(Point annotation records)
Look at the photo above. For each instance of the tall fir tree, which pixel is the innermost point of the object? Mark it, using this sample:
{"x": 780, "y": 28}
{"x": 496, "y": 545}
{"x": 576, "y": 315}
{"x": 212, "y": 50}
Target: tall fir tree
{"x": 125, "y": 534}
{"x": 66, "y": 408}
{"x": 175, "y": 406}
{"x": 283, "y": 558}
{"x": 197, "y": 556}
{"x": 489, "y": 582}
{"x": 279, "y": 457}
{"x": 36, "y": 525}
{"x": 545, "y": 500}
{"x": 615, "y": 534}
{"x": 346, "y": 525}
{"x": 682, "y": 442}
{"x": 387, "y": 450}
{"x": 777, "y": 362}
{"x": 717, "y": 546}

* * *

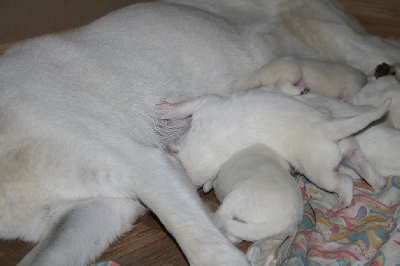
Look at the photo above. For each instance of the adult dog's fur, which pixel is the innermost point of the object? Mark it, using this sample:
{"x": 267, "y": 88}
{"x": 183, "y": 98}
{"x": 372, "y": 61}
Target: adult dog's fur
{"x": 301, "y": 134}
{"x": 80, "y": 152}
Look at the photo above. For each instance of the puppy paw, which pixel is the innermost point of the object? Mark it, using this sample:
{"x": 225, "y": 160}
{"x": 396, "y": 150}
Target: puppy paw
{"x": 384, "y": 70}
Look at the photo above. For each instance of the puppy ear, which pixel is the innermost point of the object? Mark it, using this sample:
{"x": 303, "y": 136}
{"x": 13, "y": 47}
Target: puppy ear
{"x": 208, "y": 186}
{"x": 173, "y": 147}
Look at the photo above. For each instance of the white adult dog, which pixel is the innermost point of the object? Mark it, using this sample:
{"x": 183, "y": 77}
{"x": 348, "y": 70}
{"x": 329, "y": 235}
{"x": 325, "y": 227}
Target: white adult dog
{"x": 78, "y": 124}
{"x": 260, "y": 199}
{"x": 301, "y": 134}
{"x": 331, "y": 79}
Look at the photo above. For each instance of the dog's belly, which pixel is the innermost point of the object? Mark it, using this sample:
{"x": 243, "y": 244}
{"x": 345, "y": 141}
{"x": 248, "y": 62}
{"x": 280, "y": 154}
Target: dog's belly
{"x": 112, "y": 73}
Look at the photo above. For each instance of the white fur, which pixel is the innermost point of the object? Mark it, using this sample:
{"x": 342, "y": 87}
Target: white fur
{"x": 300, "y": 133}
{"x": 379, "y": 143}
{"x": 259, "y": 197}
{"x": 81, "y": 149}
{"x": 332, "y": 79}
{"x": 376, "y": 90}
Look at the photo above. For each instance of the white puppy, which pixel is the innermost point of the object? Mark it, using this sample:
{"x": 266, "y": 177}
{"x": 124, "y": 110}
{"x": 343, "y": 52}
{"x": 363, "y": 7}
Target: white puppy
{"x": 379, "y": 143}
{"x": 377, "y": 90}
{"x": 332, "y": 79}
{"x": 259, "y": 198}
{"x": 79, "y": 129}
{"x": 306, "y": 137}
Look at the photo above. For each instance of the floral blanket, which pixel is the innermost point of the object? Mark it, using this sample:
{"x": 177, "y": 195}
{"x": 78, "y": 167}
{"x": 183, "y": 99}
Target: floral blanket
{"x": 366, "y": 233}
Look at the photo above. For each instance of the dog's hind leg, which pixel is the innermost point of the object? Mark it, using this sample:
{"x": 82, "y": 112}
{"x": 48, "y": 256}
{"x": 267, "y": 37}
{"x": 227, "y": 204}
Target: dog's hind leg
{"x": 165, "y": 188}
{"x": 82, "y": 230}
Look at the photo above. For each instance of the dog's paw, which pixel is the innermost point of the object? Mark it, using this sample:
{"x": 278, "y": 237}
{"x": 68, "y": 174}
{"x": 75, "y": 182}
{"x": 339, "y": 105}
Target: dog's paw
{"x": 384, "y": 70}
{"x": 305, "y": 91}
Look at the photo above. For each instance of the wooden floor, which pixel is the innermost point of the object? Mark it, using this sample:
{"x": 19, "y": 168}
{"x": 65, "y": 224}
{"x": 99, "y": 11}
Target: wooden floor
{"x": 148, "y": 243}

◆ Your instructions ◆
Return each line above that contains the word "blanket".

◆ Exercise output ◆
Look at the photo above. For each instance of the floral blanket, which pixel is the innermost point of the object? Mark it, using this sample:
Target: floral blanket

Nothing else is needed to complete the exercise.